**Exercise prompt:** Give back, word for word, the lines in the listing below from the one holding "Target: black baseball cap" down to the one holding "Target: white sneaker", both ends included.

**Extracted material:**
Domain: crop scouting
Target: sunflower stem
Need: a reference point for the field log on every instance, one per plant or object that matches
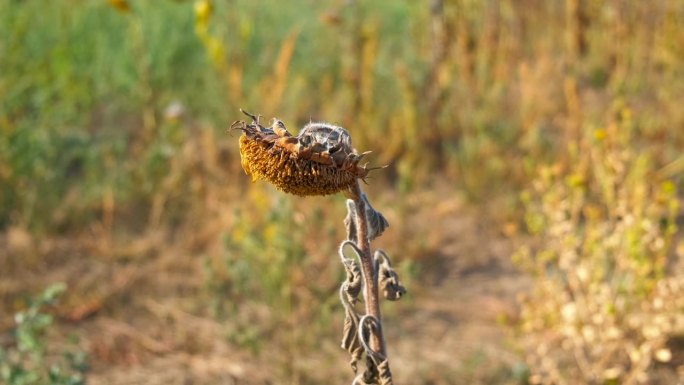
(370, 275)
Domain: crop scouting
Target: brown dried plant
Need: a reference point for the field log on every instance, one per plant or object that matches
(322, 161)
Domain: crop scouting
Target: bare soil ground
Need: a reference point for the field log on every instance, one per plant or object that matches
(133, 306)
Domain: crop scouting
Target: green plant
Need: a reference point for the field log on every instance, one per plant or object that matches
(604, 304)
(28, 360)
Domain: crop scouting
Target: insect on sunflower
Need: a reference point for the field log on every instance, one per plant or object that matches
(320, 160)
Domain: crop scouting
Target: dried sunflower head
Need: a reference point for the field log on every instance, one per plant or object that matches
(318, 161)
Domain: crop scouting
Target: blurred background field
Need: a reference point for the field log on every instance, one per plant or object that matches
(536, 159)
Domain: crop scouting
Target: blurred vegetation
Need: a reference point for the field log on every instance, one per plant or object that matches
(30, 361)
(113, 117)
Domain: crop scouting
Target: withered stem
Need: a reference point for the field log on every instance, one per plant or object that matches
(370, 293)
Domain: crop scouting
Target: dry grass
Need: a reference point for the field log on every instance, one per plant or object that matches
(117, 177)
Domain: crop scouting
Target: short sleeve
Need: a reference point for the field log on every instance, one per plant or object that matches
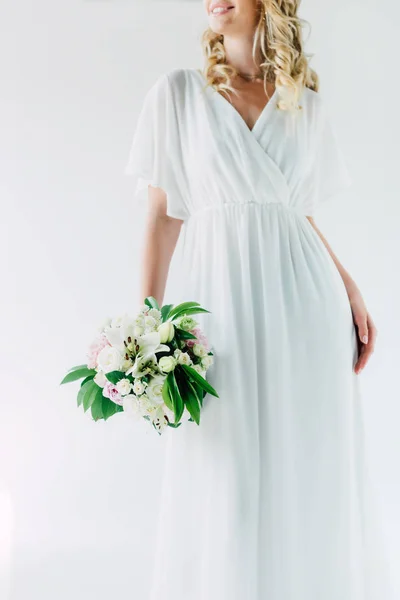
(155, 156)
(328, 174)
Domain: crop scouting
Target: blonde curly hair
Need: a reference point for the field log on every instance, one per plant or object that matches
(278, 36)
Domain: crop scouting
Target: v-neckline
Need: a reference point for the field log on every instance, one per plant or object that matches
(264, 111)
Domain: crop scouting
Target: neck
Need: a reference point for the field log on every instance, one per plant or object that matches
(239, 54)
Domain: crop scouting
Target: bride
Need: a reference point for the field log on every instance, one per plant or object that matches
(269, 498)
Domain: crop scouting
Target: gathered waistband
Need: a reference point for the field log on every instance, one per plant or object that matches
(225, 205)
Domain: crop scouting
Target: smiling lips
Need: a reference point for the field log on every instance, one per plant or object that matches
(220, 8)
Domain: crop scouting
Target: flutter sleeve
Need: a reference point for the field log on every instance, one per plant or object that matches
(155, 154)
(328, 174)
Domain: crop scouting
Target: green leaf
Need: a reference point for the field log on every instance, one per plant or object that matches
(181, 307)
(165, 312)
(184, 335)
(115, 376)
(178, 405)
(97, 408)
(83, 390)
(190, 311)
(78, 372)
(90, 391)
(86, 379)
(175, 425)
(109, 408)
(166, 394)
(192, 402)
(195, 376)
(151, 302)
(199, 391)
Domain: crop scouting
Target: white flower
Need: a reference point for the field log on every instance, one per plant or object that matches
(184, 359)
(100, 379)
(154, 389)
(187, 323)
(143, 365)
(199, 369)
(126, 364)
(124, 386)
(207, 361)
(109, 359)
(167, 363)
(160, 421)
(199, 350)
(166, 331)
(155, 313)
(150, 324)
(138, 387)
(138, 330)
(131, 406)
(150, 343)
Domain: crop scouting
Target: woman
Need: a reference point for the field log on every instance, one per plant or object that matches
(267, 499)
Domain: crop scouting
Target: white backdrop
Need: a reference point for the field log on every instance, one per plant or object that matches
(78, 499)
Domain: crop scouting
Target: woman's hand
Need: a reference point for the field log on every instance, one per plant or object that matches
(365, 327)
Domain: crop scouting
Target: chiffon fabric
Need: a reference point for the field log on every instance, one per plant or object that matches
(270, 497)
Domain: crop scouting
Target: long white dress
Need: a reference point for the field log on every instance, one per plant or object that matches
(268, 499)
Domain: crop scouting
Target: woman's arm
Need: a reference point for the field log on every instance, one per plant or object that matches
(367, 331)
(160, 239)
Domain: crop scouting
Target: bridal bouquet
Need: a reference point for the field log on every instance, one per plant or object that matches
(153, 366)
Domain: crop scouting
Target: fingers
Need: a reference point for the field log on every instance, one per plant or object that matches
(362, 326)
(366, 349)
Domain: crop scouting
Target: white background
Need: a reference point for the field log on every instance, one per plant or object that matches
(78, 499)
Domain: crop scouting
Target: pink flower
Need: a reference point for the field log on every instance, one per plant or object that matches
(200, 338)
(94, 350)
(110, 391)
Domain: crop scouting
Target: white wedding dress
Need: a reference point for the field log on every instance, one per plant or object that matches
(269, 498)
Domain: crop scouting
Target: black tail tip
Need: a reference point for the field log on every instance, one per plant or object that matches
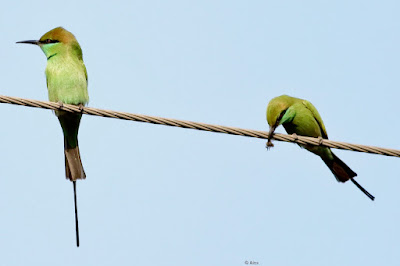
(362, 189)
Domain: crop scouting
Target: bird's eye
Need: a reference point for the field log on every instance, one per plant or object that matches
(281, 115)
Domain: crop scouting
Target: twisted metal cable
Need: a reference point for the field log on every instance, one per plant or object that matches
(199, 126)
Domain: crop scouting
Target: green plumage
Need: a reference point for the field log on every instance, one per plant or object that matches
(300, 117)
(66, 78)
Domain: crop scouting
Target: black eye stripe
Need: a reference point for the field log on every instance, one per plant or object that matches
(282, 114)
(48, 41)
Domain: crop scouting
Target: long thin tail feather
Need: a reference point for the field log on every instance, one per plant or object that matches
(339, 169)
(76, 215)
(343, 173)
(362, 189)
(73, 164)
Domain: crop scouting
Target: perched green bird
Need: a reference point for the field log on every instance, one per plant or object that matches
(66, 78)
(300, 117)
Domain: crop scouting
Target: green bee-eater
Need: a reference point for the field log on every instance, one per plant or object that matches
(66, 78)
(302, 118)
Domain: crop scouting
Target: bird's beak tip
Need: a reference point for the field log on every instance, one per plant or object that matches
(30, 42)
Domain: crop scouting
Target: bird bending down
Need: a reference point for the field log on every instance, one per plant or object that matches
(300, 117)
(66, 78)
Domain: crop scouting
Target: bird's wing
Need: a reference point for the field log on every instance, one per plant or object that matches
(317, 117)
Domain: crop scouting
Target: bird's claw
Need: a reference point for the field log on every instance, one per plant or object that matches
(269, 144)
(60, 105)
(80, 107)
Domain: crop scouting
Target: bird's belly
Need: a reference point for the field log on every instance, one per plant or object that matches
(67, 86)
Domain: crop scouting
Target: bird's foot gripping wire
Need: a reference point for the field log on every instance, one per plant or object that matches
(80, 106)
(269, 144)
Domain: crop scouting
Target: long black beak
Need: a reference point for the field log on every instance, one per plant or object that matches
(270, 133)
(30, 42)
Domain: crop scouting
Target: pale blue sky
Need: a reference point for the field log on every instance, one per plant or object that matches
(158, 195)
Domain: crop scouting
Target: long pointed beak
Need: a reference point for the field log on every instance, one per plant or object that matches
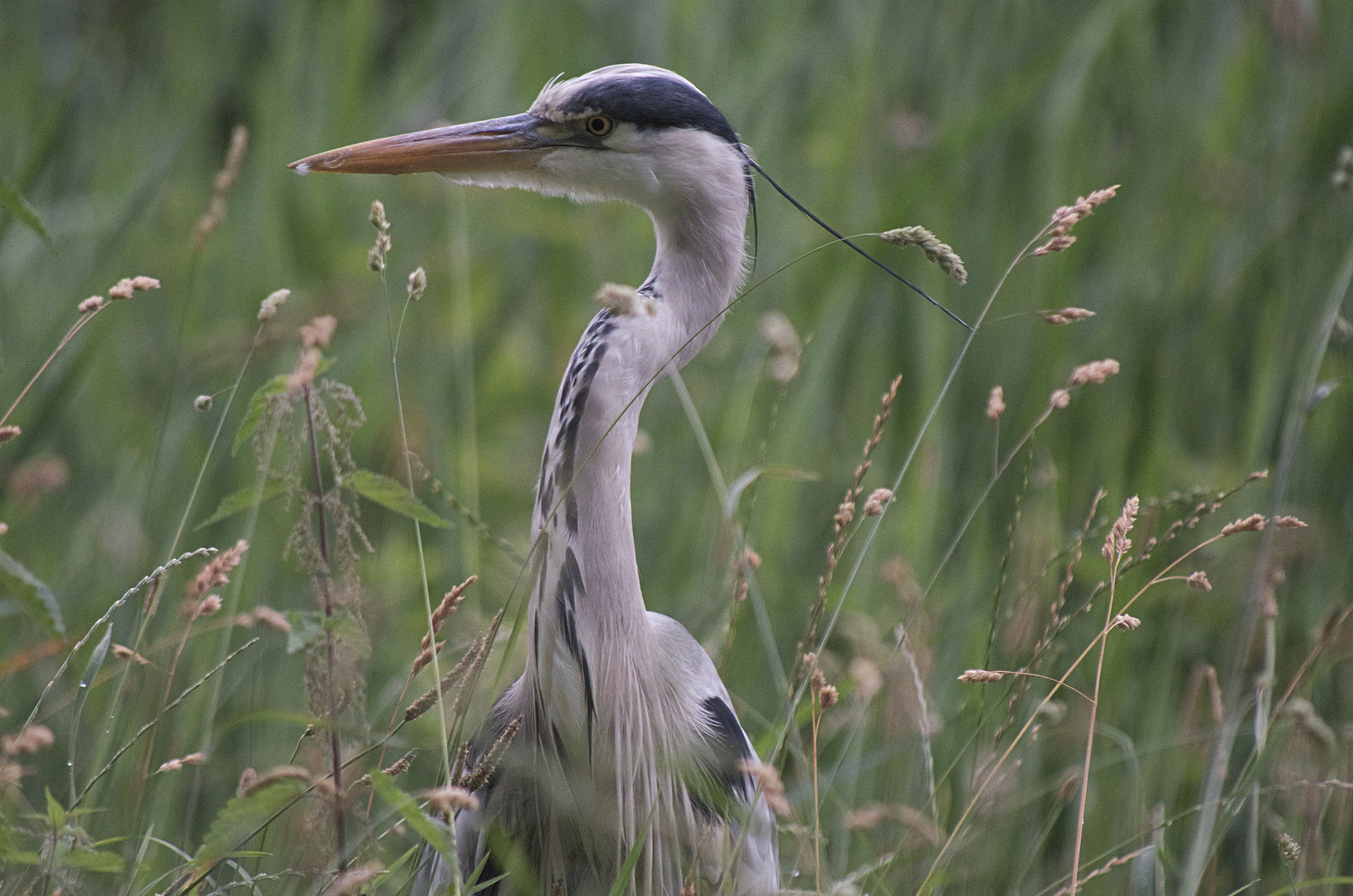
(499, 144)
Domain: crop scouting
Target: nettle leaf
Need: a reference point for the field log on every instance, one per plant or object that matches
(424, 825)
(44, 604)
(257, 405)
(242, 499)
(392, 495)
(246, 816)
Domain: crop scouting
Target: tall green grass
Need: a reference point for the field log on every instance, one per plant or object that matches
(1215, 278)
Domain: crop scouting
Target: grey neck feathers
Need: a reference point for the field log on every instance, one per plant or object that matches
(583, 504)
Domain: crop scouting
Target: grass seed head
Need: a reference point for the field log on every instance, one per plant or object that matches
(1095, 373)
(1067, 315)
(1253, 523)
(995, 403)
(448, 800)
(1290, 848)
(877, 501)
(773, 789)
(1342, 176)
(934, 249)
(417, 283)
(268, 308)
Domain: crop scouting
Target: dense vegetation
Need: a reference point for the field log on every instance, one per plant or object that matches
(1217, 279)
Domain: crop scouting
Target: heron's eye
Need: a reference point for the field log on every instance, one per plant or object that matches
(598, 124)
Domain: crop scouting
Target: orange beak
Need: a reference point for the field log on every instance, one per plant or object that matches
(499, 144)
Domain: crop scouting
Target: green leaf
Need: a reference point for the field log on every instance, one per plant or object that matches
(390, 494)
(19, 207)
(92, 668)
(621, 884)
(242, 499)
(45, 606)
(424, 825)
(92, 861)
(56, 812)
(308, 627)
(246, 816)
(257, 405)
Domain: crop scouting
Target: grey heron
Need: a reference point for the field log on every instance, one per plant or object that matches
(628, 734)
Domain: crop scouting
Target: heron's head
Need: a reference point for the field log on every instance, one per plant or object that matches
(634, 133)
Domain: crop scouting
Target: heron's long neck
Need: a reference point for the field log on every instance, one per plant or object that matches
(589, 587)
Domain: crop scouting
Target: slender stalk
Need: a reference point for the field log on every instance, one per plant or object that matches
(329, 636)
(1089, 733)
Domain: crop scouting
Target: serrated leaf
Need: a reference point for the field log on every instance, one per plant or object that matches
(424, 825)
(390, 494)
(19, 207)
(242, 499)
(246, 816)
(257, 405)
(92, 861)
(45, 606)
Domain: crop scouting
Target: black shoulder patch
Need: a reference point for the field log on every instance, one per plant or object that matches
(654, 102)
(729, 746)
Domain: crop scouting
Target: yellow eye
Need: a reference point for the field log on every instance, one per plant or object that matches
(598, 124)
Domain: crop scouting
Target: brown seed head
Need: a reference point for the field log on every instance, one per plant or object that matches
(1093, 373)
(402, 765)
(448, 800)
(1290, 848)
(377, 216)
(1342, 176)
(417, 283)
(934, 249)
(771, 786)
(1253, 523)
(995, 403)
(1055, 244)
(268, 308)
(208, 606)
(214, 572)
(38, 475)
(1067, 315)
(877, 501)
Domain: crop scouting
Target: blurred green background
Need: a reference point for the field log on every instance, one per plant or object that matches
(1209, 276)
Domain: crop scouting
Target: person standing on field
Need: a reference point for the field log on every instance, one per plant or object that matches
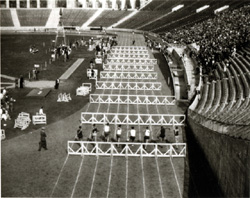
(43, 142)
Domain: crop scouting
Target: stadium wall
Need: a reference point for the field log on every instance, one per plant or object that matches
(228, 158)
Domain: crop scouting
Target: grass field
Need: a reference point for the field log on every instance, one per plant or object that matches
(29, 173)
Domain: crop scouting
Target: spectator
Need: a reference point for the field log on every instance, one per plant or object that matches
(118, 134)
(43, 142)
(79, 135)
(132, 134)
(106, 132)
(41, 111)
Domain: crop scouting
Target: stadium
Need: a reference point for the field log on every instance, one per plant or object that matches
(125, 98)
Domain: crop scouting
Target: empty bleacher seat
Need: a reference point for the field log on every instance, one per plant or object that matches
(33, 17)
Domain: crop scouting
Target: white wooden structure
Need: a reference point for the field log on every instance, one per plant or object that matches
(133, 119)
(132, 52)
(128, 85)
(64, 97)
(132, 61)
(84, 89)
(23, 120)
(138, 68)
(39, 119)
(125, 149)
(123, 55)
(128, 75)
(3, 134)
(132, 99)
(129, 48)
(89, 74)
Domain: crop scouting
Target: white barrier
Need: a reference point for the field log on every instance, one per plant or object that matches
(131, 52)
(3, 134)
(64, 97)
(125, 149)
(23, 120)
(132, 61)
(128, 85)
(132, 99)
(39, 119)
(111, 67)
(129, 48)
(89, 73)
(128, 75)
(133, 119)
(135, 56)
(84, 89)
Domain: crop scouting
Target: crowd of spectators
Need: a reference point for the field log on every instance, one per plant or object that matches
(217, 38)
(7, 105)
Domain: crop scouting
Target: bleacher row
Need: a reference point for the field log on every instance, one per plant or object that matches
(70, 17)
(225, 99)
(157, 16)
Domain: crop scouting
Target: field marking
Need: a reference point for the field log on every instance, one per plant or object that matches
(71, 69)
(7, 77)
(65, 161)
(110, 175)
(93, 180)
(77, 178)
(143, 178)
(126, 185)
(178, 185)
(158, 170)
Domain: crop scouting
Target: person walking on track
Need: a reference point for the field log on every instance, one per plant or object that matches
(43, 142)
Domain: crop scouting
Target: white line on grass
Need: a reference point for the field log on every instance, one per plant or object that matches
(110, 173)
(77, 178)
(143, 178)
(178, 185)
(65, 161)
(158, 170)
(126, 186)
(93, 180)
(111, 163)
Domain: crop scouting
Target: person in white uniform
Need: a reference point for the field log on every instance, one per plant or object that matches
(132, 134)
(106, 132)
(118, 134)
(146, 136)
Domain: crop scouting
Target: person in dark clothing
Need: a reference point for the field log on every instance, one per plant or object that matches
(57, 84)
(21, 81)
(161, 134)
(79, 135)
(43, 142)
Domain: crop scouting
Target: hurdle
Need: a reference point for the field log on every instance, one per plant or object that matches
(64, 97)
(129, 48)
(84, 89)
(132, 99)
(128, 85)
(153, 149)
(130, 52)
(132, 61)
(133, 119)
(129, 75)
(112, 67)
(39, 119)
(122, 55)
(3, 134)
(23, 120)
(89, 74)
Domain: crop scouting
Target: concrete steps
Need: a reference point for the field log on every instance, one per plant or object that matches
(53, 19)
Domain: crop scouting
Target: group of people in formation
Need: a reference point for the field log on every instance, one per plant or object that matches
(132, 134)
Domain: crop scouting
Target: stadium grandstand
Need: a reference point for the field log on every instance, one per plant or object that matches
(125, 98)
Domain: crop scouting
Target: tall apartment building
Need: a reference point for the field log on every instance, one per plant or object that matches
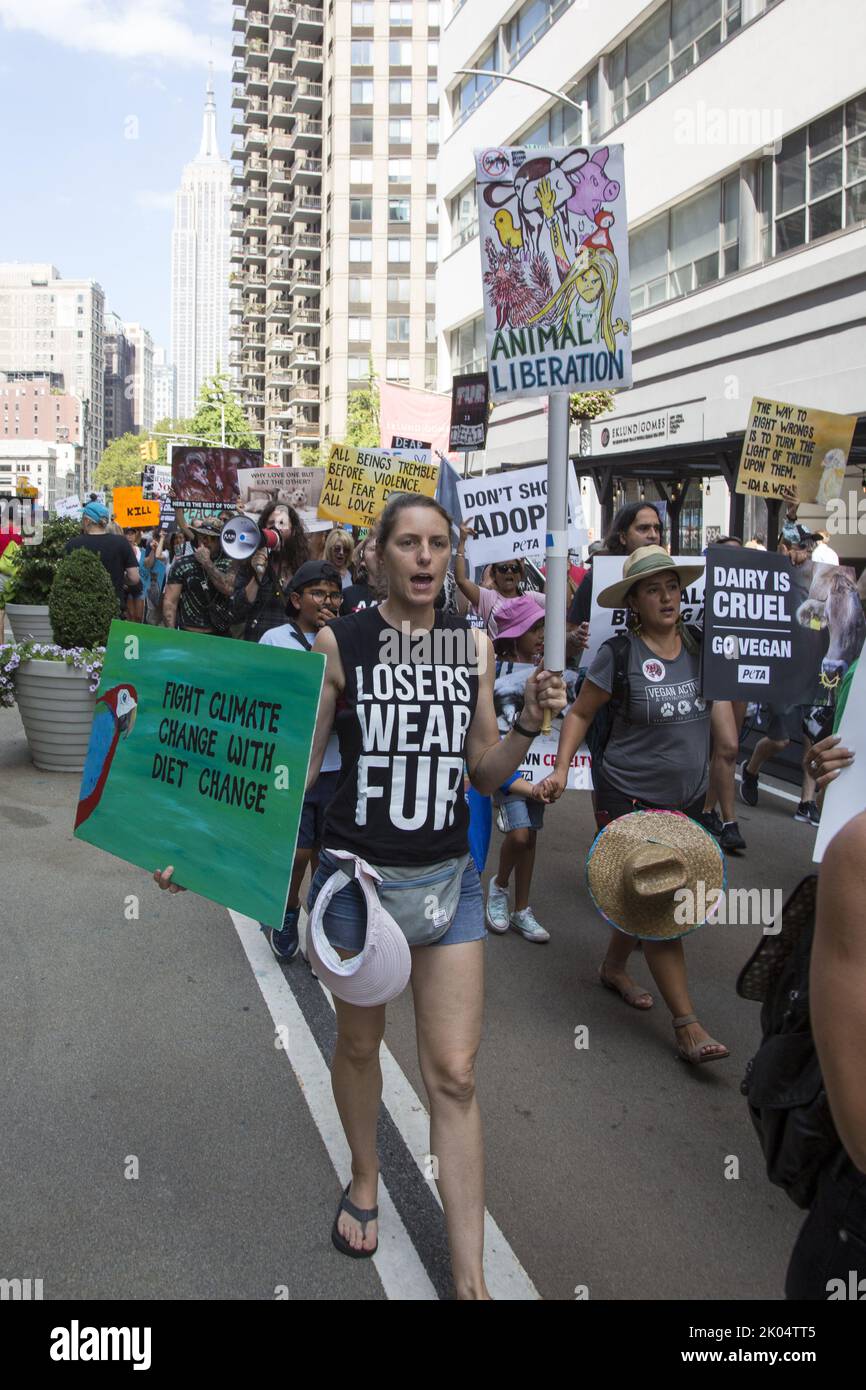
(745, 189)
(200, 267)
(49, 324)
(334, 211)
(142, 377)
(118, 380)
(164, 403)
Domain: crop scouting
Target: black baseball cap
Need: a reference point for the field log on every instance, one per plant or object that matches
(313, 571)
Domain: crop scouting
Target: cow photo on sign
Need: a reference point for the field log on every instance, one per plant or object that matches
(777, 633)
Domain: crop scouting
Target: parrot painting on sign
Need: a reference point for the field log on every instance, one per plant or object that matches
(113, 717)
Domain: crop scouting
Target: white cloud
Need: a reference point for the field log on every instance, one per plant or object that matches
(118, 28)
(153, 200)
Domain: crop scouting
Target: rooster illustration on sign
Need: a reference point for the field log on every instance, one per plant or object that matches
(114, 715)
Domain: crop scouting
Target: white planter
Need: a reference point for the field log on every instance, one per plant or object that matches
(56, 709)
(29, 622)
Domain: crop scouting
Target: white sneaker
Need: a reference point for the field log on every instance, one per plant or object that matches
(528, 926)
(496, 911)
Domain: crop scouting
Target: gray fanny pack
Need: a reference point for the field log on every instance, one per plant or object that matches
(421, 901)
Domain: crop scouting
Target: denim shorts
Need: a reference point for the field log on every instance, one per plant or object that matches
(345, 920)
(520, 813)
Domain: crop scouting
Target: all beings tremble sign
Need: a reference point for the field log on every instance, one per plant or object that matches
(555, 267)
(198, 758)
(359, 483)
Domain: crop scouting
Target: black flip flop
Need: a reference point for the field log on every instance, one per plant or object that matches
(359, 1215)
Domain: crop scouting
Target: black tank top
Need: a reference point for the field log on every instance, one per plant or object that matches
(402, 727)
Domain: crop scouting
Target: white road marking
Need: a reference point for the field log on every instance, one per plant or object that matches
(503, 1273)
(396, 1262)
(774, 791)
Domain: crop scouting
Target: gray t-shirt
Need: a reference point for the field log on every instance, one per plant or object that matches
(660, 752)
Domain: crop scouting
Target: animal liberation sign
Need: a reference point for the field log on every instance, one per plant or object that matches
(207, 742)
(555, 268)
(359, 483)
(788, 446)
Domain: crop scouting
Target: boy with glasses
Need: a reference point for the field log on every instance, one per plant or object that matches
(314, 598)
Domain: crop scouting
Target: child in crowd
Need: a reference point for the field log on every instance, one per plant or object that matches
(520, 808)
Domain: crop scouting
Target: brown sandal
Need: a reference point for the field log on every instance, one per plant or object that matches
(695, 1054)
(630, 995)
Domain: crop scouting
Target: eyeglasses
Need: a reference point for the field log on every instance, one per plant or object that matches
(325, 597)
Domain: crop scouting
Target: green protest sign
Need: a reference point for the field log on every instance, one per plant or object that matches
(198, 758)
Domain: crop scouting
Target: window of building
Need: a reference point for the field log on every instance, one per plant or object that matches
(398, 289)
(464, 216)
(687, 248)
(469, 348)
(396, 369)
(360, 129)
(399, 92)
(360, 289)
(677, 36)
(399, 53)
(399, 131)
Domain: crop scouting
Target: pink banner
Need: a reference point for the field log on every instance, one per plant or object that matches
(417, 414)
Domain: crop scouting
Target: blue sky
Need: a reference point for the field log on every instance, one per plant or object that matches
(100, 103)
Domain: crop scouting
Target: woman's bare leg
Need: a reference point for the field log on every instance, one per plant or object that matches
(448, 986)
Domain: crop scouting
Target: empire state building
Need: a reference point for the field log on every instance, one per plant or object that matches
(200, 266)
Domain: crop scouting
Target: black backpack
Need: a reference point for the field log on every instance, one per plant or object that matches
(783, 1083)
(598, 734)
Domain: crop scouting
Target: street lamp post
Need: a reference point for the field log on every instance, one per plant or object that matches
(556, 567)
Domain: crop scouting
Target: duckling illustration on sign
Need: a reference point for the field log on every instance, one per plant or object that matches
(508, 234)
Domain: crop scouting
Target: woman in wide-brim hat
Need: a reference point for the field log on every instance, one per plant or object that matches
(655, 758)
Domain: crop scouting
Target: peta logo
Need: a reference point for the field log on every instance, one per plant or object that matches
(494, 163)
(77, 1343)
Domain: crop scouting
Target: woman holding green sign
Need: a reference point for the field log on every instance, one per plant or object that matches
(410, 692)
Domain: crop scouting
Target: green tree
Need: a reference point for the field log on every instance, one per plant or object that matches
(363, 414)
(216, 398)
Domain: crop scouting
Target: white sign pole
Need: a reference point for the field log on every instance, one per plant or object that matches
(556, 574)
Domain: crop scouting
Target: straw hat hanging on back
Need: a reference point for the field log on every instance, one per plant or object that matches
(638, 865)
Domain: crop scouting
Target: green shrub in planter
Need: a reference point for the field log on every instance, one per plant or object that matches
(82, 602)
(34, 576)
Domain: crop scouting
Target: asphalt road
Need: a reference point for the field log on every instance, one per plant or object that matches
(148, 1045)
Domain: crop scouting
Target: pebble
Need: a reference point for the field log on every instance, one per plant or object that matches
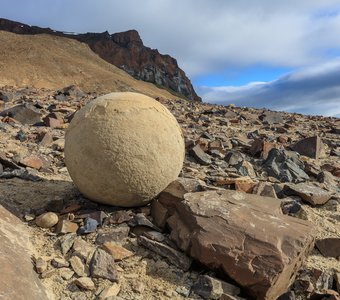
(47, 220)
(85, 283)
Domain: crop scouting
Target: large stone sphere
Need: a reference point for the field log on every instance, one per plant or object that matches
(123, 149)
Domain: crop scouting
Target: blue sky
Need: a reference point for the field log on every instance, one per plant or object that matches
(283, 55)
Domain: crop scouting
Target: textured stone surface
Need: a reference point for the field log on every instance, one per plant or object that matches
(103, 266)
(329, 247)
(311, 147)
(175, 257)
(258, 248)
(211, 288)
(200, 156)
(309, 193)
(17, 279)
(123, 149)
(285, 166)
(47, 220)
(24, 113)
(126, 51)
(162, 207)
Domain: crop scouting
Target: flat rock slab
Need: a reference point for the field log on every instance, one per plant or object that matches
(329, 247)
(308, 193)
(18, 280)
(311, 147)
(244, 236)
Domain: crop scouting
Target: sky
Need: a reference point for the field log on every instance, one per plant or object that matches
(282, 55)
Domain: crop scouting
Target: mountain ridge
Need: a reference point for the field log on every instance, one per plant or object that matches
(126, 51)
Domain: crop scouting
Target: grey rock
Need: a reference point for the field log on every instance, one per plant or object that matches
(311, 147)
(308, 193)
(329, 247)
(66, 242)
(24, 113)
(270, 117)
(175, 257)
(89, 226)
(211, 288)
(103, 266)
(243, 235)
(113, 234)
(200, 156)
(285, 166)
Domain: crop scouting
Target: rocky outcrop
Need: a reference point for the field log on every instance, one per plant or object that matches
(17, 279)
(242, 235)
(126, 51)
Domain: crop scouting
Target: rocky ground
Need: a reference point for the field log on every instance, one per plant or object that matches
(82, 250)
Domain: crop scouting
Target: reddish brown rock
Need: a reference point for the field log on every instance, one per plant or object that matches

**Response to this exercise:**
Target: black baseball cap
Need: a reference point for the field log on every instance, one per plant or object that matches
(313, 571)
Domain: crop scouting
Target: cow photo on sign
Need: a reference point for the field log on every instance, one per plant or object that matches
(777, 633)
Domain: crop scouting
Target: parrot painting on sign
Need: a reference point for the field log on every instance, one per plant or object that matches
(113, 717)
Domain: crop scouting
Target: white cloud
Need: a reference point for the field log on every instance, one per plant or object that matches
(118, 28)
(153, 200)
Domain: crop scouting
Target: rooster illustration on sign
Need: a reference point for the field log on every instance, one per plant or object that matches
(114, 715)
Domain: crop scouting
Target: white planter
Need: a reference point for the field log on every instance, one per plant or object that matches
(56, 709)
(29, 622)
Domain: crop scouting
Target: white sneaker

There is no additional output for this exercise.